| REQUIREMENT |
Please rewrite every row below, putting "biggest circle" wherever "largest disc" appears and leaving everything else unchanged.

| MATERIAL TO PROCESS |
- - -
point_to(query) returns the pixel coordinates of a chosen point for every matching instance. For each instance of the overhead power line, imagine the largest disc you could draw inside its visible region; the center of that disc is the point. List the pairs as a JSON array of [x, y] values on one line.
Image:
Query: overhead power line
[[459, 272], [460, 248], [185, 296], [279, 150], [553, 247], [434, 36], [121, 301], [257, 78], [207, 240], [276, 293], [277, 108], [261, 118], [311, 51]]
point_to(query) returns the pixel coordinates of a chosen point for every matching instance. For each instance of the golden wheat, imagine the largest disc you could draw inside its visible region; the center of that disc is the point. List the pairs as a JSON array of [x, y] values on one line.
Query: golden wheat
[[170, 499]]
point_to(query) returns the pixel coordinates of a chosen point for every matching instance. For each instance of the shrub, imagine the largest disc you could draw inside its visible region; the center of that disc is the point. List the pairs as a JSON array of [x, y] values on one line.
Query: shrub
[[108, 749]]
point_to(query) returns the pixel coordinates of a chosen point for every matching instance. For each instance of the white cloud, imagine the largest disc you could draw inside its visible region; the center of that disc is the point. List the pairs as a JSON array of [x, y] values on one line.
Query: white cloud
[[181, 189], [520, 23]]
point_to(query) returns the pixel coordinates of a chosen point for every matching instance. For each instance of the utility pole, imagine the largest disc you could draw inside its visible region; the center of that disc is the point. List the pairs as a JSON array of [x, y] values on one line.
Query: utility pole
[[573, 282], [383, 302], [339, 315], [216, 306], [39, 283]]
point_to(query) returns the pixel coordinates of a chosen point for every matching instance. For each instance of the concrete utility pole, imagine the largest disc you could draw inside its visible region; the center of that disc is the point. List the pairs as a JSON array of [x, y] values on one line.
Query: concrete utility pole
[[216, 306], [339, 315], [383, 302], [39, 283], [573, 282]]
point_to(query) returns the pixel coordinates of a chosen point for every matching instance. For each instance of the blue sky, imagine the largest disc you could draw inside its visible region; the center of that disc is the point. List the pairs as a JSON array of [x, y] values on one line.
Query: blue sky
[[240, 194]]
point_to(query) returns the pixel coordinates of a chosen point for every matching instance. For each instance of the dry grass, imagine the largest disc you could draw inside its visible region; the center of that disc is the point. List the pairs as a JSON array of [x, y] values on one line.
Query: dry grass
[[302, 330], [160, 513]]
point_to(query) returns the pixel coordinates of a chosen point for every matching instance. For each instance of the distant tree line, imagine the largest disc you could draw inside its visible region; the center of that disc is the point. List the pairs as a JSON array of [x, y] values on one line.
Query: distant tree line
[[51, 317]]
- - -
| SOLUTION |
point_to(query) returns the pixel coordinates of a chosen point for every matching instance. For each instance of the overhead power line, imagine the biggest circle you could draw inside its visible region; the center of that disc is the point. List the pairs as a JSON array of [x, y] values on one line.
Image:
Query: overhead power line
[[459, 272], [460, 248], [185, 296], [279, 150], [553, 247], [434, 36], [121, 301], [257, 78], [207, 240], [276, 293], [277, 108], [261, 118], [311, 51]]
point_to(query) returns the pixel coordinates of a chosen point for every matching instance. For each instance of the golden wheat, imagine the biggest circle you could draw inside its visible region; the center of that disc is the point. List the pairs as a JSON array of [x, y] values on one line.
Query: golden wheat
[[170, 499]]
point_to(query) returns the pixel coordinates of a chosen point for every matching instance. For each instance of the shrub, imagine the biggest circle you could draw inside its visible region; the center of that disc is the point. List the pairs as a JSON array of [x, y] values on one line.
Query: shrub
[[108, 749]]
point_to(query) returns the pixel coordinates of a chosen point for every matching instance. For each instance of the white cloud, imagine the biggest circle you could draw inside its visible region; the center of that disc is the point. List the pairs as a JSON array of [x, y] values on one line.
Query: white cloud
[[181, 189], [520, 23]]
point_to(query) returns the pixel coordinates of a chosen point for every matching instance. For each instance of the utility pole, imagine the biggest circle you could draw inside its visible region; the center of that disc is the point. List the pairs as a JSON array of [x, y] values on one line.
Query: utility pole
[[573, 282], [383, 302], [339, 315], [216, 306], [39, 283]]
point_to(query) returns the pixel coordinates of a chosen point for every matching instance. For each instance of the concrete utility pole, imagine the biggest circle you could draw inside its visible region; the center of that disc is the point. List the pairs as a JSON array of [x, y] values on one line.
Query: concrete utility pole
[[216, 306], [339, 315], [383, 302], [39, 283], [573, 282]]
point_to(query) returns the pixel coordinates of a chosen point for every matching instance. For each instance of the blue sky, imagine the biggest circle you could draw inside its visible region; the center of that disc is the point. List the pairs as a JSON array of [x, y] values on one line.
Query: blue sky
[[240, 194]]
point_to(query) returns the pixel coordinates of a chosen point for every matching instance. For each instance of the dry grass, imagine the biggest circle you could draw inside its visible region; the center of that disc is the point. List the pairs as a JSON array of [x, y] values on one line.
Query: dry grass
[[302, 330], [160, 513]]
point_to(query) returns the pixel coordinates of a chosen point for every matching instance. For each instance of the distant tree line, imagine the biggest circle you could draw inside its visible region; the center of that disc is the point. List the pairs as a JSON array of [x, y] values on one line.
Query: distant tree line
[[51, 317]]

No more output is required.